Copy, from the entries below, each line in which the string "blue" appears.

### Phrase grounding data:
=== Begin Enclosure ===

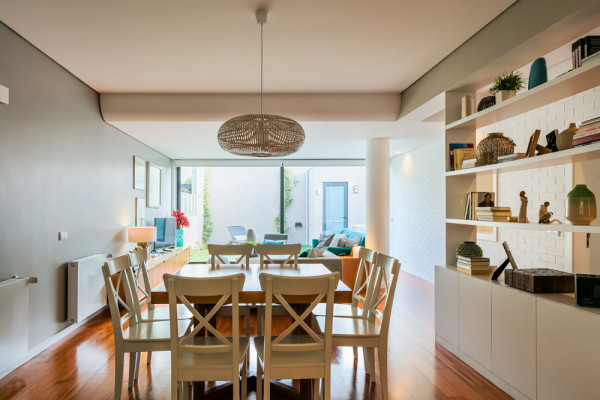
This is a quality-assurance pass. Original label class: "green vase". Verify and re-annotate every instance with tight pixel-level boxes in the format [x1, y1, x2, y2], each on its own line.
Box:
[566, 185, 597, 225]
[528, 57, 548, 89]
[176, 228, 184, 247]
[455, 241, 483, 258]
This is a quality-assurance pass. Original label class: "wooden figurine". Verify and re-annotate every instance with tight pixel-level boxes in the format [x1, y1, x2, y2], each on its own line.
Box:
[519, 191, 529, 223]
[539, 201, 562, 224]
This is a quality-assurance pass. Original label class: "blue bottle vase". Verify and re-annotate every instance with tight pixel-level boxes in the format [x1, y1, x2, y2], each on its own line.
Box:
[176, 228, 184, 247]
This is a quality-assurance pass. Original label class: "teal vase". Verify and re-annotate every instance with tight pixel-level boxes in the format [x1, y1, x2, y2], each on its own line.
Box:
[566, 185, 597, 225]
[528, 57, 547, 90]
[176, 228, 184, 247]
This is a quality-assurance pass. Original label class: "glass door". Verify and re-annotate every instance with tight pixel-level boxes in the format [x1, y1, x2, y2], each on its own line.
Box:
[322, 182, 348, 233]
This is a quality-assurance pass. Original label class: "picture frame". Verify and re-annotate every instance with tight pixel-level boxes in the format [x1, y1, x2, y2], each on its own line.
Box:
[146, 162, 161, 208]
[502, 241, 518, 269]
[135, 198, 145, 227]
[133, 156, 146, 190]
[525, 129, 541, 158]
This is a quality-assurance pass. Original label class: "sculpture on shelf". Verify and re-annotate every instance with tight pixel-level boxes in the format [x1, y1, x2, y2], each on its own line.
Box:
[545, 130, 559, 152]
[556, 123, 579, 150]
[538, 202, 562, 224]
[519, 191, 529, 223]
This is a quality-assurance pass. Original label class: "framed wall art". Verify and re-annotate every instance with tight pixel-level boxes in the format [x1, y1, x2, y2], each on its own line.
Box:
[135, 197, 145, 227]
[133, 156, 146, 190]
[146, 162, 161, 208]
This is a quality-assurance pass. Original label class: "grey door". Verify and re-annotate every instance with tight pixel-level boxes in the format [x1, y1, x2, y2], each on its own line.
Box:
[323, 182, 348, 233]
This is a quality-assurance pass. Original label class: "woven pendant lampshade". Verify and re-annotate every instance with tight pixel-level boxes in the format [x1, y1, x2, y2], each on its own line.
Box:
[218, 9, 305, 157]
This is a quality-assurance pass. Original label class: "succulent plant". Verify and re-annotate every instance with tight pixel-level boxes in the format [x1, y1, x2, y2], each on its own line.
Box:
[489, 71, 525, 93]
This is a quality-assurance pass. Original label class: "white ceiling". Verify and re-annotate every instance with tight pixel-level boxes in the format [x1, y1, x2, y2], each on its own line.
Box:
[0, 0, 516, 159]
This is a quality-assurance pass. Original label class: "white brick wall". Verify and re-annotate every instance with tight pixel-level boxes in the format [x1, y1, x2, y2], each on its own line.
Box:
[476, 85, 600, 272]
[390, 139, 445, 282]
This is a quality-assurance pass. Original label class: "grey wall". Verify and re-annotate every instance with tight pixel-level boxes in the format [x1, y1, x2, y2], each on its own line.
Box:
[0, 23, 172, 348]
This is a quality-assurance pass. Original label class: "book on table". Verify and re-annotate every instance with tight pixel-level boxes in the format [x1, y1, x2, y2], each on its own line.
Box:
[457, 266, 491, 275]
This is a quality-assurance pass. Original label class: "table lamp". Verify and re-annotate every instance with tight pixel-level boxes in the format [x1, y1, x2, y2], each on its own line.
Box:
[128, 226, 157, 251]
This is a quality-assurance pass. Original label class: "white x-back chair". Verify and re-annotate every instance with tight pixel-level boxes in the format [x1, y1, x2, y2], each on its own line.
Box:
[316, 253, 401, 400]
[127, 250, 192, 365]
[207, 244, 253, 336]
[254, 272, 340, 400]
[255, 243, 302, 335]
[164, 272, 249, 400]
[102, 254, 188, 400]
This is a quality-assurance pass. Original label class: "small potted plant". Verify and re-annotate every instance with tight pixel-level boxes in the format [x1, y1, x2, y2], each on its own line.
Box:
[490, 71, 524, 103]
[171, 209, 190, 247]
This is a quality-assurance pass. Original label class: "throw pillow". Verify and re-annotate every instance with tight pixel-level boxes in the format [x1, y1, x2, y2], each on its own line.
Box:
[340, 236, 361, 247]
[299, 250, 310, 258]
[263, 240, 285, 245]
[315, 233, 334, 249]
[329, 234, 347, 247]
[308, 247, 326, 258]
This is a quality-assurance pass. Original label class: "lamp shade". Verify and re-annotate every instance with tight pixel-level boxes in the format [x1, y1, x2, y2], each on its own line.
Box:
[128, 226, 157, 243]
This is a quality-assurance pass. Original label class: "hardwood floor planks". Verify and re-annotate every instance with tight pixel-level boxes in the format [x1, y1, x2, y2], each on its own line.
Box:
[0, 271, 512, 400]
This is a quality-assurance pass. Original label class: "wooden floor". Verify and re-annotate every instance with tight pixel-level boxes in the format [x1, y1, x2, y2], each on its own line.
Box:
[0, 272, 512, 400]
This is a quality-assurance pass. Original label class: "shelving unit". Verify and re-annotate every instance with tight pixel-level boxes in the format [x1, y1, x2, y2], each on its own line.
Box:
[446, 218, 600, 234]
[445, 56, 600, 130]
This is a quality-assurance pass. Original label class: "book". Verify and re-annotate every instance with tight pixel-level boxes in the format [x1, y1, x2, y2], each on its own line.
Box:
[453, 148, 476, 171]
[457, 255, 490, 263]
[457, 266, 490, 275]
[461, 158, 485, 169]
[477, 216, 510, 222]
[457, 262, 491, 269]
[573, 132, 600, 146]
[469, 192, 496, 220]
[464, 193, 471, 219]
[449, 143, 473, 171]
[574, 124, 600, 137]
[579, 115, 600, 127]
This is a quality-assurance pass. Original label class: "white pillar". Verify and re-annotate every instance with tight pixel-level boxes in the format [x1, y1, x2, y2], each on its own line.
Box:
[365, 138, 389, 254]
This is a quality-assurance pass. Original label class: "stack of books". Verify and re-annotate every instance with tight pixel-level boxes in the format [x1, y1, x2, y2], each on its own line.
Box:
[457, 255, 490, 275]
[573, 116, 600, 147]
[449, 143, 474, 171]
[475, 206, 512, 221]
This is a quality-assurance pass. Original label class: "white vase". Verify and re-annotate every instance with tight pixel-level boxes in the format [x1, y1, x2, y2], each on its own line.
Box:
[495, 90, 516, 103]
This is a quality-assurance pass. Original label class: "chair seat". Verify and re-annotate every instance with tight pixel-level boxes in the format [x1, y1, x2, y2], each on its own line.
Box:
[254, 335, 325, 368]
[312, 303, 364, 318]
[123, 319, 190, 342]
[140, 304, 193, 321]
[178, 337, 249, 370]
[315, 315, 380, 337]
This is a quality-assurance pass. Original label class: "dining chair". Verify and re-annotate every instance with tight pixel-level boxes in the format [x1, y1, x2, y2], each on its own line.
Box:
[312, 247, 377, 373]
[256, 243, 301, 268]
[207, 244, 253, 336]
[127, 250, 192, 365]
[102, 254, 189, 400]
[255, 243, 302, 335]
[315, 253, 401, 400]
[254, 272, 340, 400]
[164, 272, 249, 400]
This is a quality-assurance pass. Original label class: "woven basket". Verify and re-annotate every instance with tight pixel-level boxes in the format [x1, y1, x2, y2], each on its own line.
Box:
[476, 133, 515, 165]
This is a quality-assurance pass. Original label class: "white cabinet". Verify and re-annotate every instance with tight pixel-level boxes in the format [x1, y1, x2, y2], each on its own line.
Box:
[459, 274, 491, 369]
[537, 297, 600, 400]
[435, 265, 460, 348]
[491, 285, 536, 400]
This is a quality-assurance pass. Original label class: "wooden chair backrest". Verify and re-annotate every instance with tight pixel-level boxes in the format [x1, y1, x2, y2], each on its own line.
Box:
[259, 272, 339, 362]
[164, 273, 245, 378]
[352, 247, 377, 309]
[256, 243, 302, 267]
[207, 244, 253, 268]
[128, 249, 154, 315]
[366, 253, 401, 337]
[102, 254, 137, 342]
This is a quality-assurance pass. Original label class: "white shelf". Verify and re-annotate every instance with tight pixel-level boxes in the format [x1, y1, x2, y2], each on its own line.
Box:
[445, 57, 600, 131]
[446, 142, 600, 176]
[446, 218, 600, 234]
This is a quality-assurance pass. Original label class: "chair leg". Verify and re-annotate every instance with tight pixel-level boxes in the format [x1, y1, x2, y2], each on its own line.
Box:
[313, 378, 320, 400]
[134, 352, 141, 381]
[114, 348, 124, 400]
[353, 346, 358, 359]
[263, 365, 270, 400]
[324, 366, 331, 400]
[257, 356, 263, 400]
[171, 377, 178, 400]
[147, 351, 152, 364]
[368, 348, 376, 383]
[128, 352, 136, 388]
[362, 347, 370, 375]
[183, 381, 190, 400]
[241, 358, 248, 400]
[378, 346, 388, 400]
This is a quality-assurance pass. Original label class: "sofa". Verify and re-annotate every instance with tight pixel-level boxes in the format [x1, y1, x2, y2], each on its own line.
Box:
[263, 250, 343, 279]
[311, 228, 366, 256]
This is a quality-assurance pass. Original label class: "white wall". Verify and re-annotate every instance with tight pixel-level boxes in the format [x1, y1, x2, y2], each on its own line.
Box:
[0, 23, 172, 348]
[390, 139, 446, 282]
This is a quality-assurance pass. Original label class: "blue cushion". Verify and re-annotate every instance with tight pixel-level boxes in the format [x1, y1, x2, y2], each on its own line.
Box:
[299, 250, 310, 257]
[263, 240, 285, 245]
[339, 228, 366, 246]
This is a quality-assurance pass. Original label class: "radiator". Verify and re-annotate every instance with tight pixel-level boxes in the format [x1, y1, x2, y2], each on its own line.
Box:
[68, 253, 112, 323]
[0, 278, 29, 374]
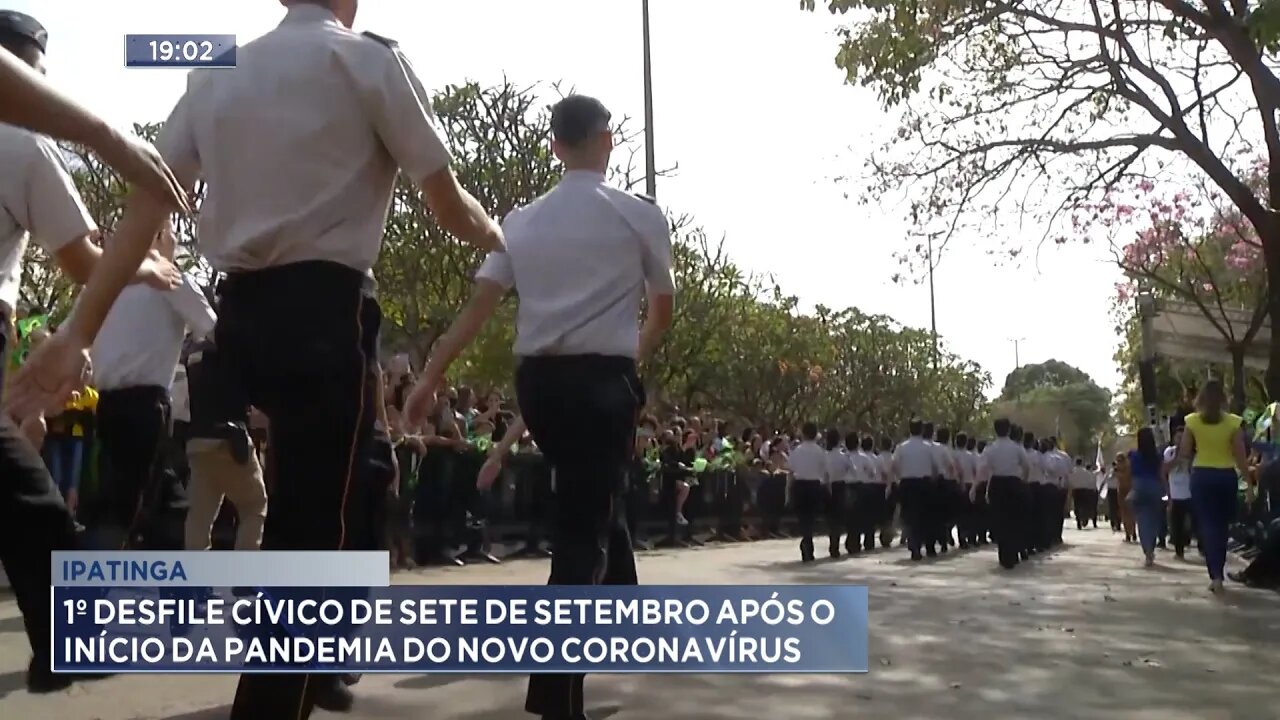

=== End Enclosure ===

### TASK RESULT:
This is a quality-assurance pass. Original label class: "blue bottle vase". Verify and re-annotate every instance with tight pixel-level boxes in the format [x1, y1, x2, y2], each on its own line.
This is a quality-assurance pass. Original label class: "blue cushion". Verify and re-annotate every instance with tight pixel-level boxes in the format [x1, y1, x2, y2], each on its own line.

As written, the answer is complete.